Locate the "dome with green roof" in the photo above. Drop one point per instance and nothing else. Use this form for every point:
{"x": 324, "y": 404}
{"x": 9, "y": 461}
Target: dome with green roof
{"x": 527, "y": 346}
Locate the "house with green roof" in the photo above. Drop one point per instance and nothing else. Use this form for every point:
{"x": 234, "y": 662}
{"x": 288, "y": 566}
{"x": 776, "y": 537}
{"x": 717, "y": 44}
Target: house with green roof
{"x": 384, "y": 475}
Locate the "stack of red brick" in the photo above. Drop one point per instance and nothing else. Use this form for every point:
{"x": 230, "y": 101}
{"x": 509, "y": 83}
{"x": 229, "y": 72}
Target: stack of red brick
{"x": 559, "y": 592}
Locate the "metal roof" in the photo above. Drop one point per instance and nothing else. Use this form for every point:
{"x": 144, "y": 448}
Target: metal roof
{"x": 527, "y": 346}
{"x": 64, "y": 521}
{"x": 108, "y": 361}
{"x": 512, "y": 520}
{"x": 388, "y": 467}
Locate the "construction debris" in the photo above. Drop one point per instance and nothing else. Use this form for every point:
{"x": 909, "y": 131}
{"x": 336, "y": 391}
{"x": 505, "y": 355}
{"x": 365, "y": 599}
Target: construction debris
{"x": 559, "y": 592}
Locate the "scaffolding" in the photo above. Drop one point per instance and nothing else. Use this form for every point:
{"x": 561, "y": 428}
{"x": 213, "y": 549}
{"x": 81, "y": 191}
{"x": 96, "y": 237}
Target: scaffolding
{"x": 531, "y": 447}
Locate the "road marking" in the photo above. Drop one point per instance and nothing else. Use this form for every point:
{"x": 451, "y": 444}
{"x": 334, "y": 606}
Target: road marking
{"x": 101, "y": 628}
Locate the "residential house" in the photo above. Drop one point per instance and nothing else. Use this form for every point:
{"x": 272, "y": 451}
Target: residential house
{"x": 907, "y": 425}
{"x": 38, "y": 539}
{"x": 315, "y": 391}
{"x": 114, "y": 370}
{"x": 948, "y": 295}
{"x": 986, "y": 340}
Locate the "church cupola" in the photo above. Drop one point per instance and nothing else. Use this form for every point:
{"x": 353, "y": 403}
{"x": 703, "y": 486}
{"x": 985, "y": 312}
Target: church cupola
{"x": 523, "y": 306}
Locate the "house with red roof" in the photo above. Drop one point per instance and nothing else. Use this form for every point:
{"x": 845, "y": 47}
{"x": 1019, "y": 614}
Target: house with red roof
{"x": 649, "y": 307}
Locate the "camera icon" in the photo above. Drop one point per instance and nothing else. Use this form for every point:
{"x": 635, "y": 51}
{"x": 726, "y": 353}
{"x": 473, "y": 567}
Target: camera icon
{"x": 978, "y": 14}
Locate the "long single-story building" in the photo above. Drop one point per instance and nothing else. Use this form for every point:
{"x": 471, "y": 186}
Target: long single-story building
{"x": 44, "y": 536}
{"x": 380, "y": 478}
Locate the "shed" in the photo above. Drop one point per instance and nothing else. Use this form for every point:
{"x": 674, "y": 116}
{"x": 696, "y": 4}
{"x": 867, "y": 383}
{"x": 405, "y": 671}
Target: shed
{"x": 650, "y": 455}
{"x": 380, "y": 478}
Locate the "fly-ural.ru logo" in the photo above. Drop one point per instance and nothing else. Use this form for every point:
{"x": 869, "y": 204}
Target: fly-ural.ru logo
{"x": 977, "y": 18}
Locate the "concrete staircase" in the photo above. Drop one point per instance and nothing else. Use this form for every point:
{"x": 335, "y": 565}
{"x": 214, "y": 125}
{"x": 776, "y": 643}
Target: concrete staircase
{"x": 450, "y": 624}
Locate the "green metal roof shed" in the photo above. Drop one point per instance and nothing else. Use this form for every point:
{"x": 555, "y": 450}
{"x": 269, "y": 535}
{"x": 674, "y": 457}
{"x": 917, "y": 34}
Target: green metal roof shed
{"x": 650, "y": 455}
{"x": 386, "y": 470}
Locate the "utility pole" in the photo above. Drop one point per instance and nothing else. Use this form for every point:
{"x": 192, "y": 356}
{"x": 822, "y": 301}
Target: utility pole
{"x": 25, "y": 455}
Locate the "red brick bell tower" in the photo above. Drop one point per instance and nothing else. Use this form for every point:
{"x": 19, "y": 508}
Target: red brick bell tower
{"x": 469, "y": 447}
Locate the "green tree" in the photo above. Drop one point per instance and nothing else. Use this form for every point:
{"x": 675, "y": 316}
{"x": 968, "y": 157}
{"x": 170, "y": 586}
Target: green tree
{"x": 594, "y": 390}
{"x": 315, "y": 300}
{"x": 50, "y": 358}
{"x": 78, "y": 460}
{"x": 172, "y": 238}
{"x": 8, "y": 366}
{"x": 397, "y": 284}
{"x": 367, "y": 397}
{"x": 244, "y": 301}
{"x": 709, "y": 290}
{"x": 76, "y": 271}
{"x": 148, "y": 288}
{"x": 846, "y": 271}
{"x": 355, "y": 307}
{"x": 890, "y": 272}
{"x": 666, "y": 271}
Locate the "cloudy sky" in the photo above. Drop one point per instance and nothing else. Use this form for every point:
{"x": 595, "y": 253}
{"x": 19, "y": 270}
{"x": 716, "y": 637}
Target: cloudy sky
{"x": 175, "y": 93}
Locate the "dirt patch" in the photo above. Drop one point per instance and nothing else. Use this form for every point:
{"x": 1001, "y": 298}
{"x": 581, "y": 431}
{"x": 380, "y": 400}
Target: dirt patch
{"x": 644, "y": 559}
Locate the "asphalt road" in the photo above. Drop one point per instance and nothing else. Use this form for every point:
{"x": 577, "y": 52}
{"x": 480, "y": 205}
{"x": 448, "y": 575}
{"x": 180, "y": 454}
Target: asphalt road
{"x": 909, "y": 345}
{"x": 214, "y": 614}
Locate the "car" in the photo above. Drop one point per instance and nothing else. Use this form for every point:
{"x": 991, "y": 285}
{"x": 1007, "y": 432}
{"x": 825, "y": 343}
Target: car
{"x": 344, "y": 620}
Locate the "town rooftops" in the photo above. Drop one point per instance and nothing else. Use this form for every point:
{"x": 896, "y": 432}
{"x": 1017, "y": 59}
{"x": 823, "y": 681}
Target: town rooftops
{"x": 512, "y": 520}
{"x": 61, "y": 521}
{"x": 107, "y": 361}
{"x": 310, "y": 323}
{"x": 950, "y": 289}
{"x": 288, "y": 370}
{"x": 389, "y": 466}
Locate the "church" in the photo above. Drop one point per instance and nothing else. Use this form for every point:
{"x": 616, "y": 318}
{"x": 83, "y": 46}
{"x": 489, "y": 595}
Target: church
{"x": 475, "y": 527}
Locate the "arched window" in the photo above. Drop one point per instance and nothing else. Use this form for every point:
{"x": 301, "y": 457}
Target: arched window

§ §

Written request:
Extract the complete listing above, reproducing each line exactly.

Written answer:
Locate the "dome with green roof" in the photo above. Drop one point per instance and nothing else. Use this form for every point:
{"x": 324, "y": 404}
{"x": 9, "y": 461}
Target: dome with green roof
{"x": 527, "y": 346}
Locate the "house with green roof" in the photo above. Drop one point per instance and nothing else. Use this form for every point:
{"x": 234, "y": 662}
{"x": 288, "y": 566}
{"x": 776, "y": 537}
{"x": 717, "y": 44}
Target: house with green roof
{"x": 384, "y": 475}
Locate the "stack of red brick" in the photo above. Drop one point per instance and nothing else. Use this form for every point:
{"x": 230, "y": 101}
{"x": 509, "y": 83}
{"x": 229, "y": 72}
Target: stack of red brick
{"x": 559, "y": 592}
Locate the "metal roof" in the photo above. Drop one point per instance and nothing else. Use this form for every point:
{"x": 144, "y": 448}
Target: metal roof
{"x": 527, "y": 346}
{"x": 64, "y": 521}
{"x": 108, "y": 361}
{"x": 512, "y": 520}
{"x": 388, "y": 467}
Locate the "construction debris" in the photo above. Drop one point per instance and nothing else. Use this form for every point:
{"x": 909, "y": 131}
{"x": 336, "y": 391}
{"x": 505, "y": 355}
{"x": 365, "y": 599}
Target: construction debris
{"x": 559, "y": 592}
Locate the "scaffolding" in the photo above. Drop one point per instance and nothing else. Use this form for every point:
{"x": 561, "y": 428}
{"x": 213, "y": 549}
{"x": 81, "y": 191}
{"x": 96, "y": 237}
Target: scaffolding
{"x": 531, "y": 447}
Locate the "road marking" in the photo above. Drop one point per instance and nothing else. Use this form for every point:
{"x": 451, "y": 444}
{"x": 334, "y": 606}
Target: road marking
{"x": 101, "y": 628}
Locate the "residential house" in the photo above. Drop one point per instance and nothing else. Use this form for every point:
{"x": 272, "y": 451}
Target: residential house
{"x": 907, "y": 425}
{"x": 38, "y": 539}
{"x": 315, "y": 391}
{"x": 114, "y": 370}
{"x": 948, "y": 295}
{"x": 986, "y": 340}
Locate the "church cupola" in the photo above. Drop one point per instance and nothing else. Use this form for every point:
{"x": 353, "y": 403}
{"x": 703, "y": 486}
{"x": 985, "y": 312}
Target: church cupola
{"x": 523, "y": 306}
Locate the "house with red roof" in the photo above. Drop one point per instance and nothing else. Use this form for every point:
{"x": 845, "y": 47}
{"x": 1019, "y": 614}
Target: house with red roof
{"x": 649, "y": 307}
Locate the "camera icon" in the photo above. Drop one point per instance and nothing else. Use this form for every point:
{"x": 635, "y": 51}
{"x": 726, "y": 353}
{"x": 473, "y": 567}
Target: camera icon
{"x": 978, "y": 14}
Locate the "long single-story building" in the photo above. Drop one point per instance and nothing else. Use this form for every point:
{"x": 471, "y": 186}
Target: long single-story building
{"x": 44, "y": 536}
{"x": 380, "y": 478}
Locate the "shed" in the photo above. Drop one point per instance and nothing else. Use this form for every point:
{"x": 674, "y": 116}
{"x": 696, "y": 4}
{"x": 867, "y": 383}
{"x": 405, "y": 671}
Target: shed
{"x": 650, "y": 455}
{"x": 380, "y": 478}
Locate the "fly-ural.ru logo" in the photo above. Drop one point per instance and nothing else. Use this form for every point:
{"x": 869, "y": 204}
Target: fly-ural.ru logo
{"x": 977, "y": 18}
Locate the "concrete staircase" in the photo above. Drop one point per instance and nothing else. Use this form for every point:
{"x": 335, "y": 565}
{"x": 214, "y": 125}
{"x": 776, "y": 643}
Target: concrete staircase
{"x": 450, "y": 624}
Locate the "green metal roof shed" in the photo above. Drop one point per instance and nothing else. Use this form for every point:
{"x": 555, "y": 450}
{"x": 269, "y": 535}
{"x": 674, "y": 457}
{"x": 917, "y": 34}
Target: green metal roof shed
{"x": 650, "y": 455}
{"x": 386, "y": 470}
Locate the "utility pole" in the photo above. Drop one point per instance and nothing else. Use this form for every point:
{"x": 192, "y": 356}
{"x": 822, "y": 301}
Target: utility pole
{"x": 25, "y": 455}
Locate the "red brick bell tower" in the photo above. Drop one point per instance and nothing else. Use this form for every point:
{"x": 19, "y": 508}
Target: red brick bell tower
{"x": 469, "y": 447}
Locate the "green tree" in the photo above. Drop one point per instance and nothing else. Use this form for every point:
{"x": 675, "y": 316}
{"x": 968, "y": 157}
{"x": 170, "y": 586}
Target: green tree
{"x": 594, "y": 390}
{"x": 315, "y": 300}
{"x": 50, "y": 358}
{"x": 78, "y": 460}
{"x": 172, "y": 238}
{"x": 8, "y": 366}
{"x": 397, "y": 284}
{"x": 367, "y": 397}
{"x": 244, "y": 301}
{"x": 709, "y": 290}
{"x": 76, "y": 271}
{"x": 148, "y": 288}
{"x": 846, "y": 271}
{"x": 355, "y": 307}
{"x": 890, "y": 272}
{"x": 666, "y": 271}
Locate the "cloudy sky" in the photo above. Drop one point per instance and nothing else. Use this form for every point:
{"x": 595, "y": 253}
{"x": 19, "y": 270}
{"x": 716, "y": 637}
Target: cloudy sky
{"x": 175, "y": 93}
Locate the "dirt patch" in the photo above. Drop one point per instance and nothing else. Use this form for every point:
{"x": 1001, "y": 298}
{"x": 581, "y": 431}
{"x": 380, "y": 400}
Target: dirt patch
{"x": 644, "y": 559}
Locate the "asphalt road" in the photo above. Drop one point per instance and nothing else. Use this form for every point:
{"x": 577, "y": 52}
{"x": 480, "y": 205}
{"x": 448, "y": 575}
{"x": 180, "y": 454}
Target: asphalt road
{"x": 909, "y": 345}
{"x": 214, "y": 614}
Locate the "car" in the photo above. Drop one point per instance and nothing else. Use this form for every point:
{"x": 991, "y": 285}
{"x": 1007, "y": 432}
{"x": 825, "y": 343}
Target: car
{"x": 344, "y": 620}
Locate the "town rooftops" in the photo above. Drop one point per instance and nothing else. Use this form for every point:
{"x": 896, "y": 432}
{"x": 1017, "y": 59}
{"x": 823, "y": 681}
Target: town rooftops
{"x": 512, "y": 520}
{"x": 61, "y": 521}
{"x": 107, "y": 361}
{"x": 310, "y": 323}
{"x": 950, "y": 289}
{"x": 288, "y": 370}
{"x": 389, "y": 466}
Locate the "church" in the photo above. Drop one point per instance and nothing else. Use this form for every point:
{"x": 616, "y": 318}
{"x": 83, "y": 46}
{"x": 489, "y": 595}
Target: church
{"x": 475, "y": 527}
Locate the "arched window" in the photo above. Drop one point per instance and nothing else. Use this form for every point:
{"x": 301, "y": 457}
Target: arched window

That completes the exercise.